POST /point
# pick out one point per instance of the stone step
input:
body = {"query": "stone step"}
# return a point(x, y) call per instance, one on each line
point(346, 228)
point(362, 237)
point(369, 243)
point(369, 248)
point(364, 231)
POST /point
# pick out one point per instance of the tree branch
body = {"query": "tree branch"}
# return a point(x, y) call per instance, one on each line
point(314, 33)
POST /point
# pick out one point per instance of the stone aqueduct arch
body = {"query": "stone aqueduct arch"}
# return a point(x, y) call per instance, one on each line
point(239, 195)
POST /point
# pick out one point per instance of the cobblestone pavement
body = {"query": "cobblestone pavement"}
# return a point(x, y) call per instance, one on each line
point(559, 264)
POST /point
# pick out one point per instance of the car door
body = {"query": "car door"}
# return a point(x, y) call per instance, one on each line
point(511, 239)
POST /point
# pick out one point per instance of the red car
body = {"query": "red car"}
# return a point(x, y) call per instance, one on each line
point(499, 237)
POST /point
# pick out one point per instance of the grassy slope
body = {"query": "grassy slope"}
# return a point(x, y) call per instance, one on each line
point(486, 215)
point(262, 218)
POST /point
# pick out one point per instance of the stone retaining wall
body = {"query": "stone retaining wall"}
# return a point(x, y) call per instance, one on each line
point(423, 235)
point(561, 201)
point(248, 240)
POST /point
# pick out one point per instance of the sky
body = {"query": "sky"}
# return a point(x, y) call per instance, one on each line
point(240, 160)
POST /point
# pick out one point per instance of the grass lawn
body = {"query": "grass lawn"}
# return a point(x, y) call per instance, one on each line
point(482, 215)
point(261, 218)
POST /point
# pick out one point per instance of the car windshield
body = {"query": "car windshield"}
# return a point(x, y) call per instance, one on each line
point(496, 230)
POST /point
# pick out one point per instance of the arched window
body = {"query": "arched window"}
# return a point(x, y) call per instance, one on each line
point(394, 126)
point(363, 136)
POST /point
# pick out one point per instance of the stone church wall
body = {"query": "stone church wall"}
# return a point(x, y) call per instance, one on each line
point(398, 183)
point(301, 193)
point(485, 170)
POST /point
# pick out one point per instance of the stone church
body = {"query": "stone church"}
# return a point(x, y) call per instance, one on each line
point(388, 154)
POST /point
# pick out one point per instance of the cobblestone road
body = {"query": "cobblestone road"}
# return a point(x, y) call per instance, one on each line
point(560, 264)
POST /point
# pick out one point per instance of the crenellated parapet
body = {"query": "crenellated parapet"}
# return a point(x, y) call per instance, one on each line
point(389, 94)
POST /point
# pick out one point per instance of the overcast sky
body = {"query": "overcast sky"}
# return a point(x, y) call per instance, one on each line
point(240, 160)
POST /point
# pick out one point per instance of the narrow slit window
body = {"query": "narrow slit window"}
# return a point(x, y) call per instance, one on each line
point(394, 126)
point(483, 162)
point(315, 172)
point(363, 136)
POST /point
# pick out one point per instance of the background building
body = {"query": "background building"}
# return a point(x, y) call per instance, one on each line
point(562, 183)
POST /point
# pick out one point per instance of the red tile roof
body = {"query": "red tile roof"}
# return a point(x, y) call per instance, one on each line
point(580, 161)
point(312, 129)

┄┄┄┄┄┄┄┄┄┄

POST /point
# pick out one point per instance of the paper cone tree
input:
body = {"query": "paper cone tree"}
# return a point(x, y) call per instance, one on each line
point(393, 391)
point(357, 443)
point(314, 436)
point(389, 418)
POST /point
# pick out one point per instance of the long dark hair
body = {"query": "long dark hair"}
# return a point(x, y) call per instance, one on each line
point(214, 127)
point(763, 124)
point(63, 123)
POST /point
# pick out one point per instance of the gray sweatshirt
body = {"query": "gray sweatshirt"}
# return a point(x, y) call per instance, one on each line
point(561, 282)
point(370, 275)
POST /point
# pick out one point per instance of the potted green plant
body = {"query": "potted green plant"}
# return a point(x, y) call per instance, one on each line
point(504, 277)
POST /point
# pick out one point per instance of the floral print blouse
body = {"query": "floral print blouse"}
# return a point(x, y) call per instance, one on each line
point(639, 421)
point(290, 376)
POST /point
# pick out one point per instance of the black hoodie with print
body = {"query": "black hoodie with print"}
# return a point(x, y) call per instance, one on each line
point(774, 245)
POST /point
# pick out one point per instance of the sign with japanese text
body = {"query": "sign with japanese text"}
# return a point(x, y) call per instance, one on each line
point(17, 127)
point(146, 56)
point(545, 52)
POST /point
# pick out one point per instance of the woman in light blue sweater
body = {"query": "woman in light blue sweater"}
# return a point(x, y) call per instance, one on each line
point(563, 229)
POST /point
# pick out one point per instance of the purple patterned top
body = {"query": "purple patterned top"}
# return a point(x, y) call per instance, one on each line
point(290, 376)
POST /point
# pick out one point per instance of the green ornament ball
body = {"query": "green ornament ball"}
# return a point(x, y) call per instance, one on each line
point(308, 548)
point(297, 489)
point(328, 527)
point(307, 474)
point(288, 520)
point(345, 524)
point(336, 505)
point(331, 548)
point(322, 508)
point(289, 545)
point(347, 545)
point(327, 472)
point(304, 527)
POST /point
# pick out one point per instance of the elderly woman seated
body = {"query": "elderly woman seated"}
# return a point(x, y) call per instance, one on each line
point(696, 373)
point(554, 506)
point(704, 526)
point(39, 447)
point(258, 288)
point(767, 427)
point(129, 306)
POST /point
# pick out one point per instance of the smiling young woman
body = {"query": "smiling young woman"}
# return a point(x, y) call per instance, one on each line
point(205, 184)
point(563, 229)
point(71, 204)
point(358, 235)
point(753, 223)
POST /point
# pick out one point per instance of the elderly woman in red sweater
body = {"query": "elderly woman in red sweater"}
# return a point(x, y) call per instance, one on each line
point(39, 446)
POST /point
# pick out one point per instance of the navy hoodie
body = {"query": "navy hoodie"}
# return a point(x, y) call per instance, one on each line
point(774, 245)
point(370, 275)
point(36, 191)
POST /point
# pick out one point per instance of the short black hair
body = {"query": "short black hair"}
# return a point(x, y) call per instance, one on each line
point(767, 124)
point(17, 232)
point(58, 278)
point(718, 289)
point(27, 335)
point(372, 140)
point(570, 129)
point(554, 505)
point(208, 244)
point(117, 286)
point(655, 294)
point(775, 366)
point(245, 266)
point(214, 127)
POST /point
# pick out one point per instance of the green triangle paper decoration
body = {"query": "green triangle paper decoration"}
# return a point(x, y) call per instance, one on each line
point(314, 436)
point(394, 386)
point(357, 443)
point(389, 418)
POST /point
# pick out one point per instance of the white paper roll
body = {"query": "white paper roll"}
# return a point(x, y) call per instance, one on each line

┄┄┄┄┄┄┄┄┄┄

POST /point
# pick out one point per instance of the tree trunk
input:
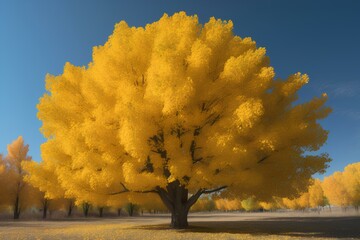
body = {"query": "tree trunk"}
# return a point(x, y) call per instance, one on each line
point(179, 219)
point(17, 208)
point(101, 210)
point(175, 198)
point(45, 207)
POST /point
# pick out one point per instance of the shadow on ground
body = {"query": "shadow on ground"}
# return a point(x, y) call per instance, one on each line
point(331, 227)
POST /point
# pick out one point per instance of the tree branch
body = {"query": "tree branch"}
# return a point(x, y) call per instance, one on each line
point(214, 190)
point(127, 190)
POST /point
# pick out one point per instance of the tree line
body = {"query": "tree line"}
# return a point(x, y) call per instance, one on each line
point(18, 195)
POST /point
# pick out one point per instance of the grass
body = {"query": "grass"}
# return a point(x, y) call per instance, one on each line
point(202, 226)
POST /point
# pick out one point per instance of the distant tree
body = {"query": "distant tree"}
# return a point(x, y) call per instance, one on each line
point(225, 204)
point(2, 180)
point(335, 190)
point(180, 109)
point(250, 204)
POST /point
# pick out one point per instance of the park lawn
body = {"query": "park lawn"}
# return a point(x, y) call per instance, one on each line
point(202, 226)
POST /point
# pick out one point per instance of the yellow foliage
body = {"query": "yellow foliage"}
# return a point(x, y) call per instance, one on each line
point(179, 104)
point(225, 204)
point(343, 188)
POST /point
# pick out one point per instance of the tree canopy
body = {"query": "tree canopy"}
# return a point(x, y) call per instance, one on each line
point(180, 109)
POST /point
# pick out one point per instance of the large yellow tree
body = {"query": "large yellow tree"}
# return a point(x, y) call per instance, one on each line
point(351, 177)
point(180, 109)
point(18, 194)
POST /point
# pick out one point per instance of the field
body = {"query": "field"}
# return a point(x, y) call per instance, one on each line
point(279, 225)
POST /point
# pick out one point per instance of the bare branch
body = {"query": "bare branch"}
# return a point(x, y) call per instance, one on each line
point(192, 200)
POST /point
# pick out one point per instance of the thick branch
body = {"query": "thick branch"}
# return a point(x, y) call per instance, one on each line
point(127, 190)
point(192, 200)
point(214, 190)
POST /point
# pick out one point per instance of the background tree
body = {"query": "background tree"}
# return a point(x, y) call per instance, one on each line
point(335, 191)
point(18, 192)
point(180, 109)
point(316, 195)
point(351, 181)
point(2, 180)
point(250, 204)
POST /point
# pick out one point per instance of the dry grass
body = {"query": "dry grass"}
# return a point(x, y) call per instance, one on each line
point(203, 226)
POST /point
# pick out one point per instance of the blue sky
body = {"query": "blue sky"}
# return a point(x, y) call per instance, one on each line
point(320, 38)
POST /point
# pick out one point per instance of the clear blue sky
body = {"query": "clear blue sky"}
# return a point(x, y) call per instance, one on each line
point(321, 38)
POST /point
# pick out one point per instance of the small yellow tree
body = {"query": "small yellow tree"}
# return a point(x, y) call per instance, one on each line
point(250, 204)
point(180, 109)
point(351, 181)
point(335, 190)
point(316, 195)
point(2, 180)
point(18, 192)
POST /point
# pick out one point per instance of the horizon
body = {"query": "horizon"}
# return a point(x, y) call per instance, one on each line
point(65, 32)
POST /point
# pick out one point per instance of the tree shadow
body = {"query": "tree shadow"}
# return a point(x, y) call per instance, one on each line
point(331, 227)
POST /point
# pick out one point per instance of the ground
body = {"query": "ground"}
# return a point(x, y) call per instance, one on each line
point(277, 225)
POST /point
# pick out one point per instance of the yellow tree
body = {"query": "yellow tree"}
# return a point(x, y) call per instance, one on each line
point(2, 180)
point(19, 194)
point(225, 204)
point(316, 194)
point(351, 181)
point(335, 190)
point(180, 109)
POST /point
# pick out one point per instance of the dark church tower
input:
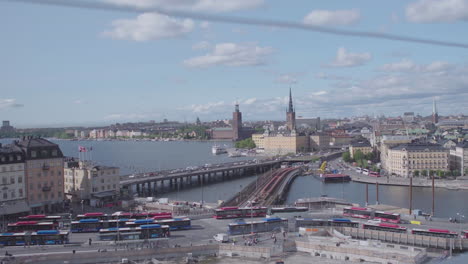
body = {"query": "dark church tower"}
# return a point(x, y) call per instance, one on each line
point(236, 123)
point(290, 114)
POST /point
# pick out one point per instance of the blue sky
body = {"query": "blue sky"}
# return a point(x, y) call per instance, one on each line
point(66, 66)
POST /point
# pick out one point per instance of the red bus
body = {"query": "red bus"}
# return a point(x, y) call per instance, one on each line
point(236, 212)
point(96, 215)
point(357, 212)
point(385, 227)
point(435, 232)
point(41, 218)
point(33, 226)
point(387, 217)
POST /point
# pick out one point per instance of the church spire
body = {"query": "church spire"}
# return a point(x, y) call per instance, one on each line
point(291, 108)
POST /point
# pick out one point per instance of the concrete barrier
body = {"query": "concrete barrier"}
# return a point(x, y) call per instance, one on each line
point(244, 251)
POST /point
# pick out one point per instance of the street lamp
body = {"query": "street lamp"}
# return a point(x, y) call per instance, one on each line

┄┄┄┄┄┄┄┄┄┄

» **Task prompt**
Lines holding "white" in the material above are to be reported.

» **Answer to this problem**
# pick out one point per instance of the white paper roll
body = {"query": "white paper roll"}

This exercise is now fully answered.